## Job
Give every line of the data below as a JSON list of strings, one string per line, skipping blank lines and leaving out the pictures.

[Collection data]

____________________

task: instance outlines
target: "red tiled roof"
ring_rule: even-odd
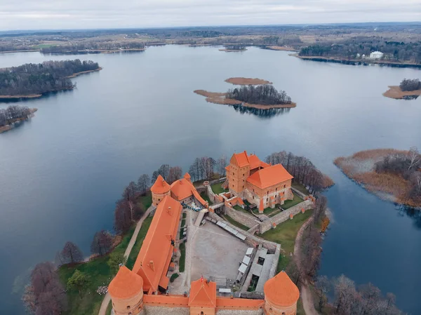
[[[293,305],[300,297],[298,288],[283,271],[266,281],[263,291],[265,299],[275,305],[283,307]]]
[[[203,278],[192,282],[189,306],[215,307],[216,283],[208,282]]]
[[[171,187],[160,175],[151,187],[151,192],[155,194],[165,194],[170,191]]]
[[[166,277],[174,248],[171,240],[177,239],[182,210],[181,204],[169,196],[156,208],[133,269],[143,279],[145,291],[156,291]]]
[[[138,274],[121,266],[108,286],[108,293],[114,298],[128,299],[143,292],[143,279]]]
[[[293,178],[293,176],[281,164],[272,165],[258,170],[248,178],[250,184],[265,189]]]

____________________

## Solution for this task
[
  "task: instance outlines",
  "target: \"red tiled roof\"",
  "ring_rule: even-odd",
  "[[[293,305],[300,297],[298,288],[283,271],[266,281],[263,291],[265,299],[275,305],[283,307]]]",
  "[[[203,278],[192,282],[189,306],[215,307],[216,283],[208,282]]]",
  "[[[171,187],[160,175],[151,187],[151,192],[155,194],[165,194],[170,191]]]",
  "[[[166,277],[174,248],[171,240],[177,239],[182,210],[181,204],[169,196],[156,208],[133,269],[143,279],[145,291],[156,291]]]",
  "[[[138,274],[121,266],[108,286],[108,293],[114,298],[128,299],[143,292],[143,279]]]",
  "[[[293,178],[293,176],[281,164],[272,165],[258,170],[248,178],[250,184],[265,189]]]"
]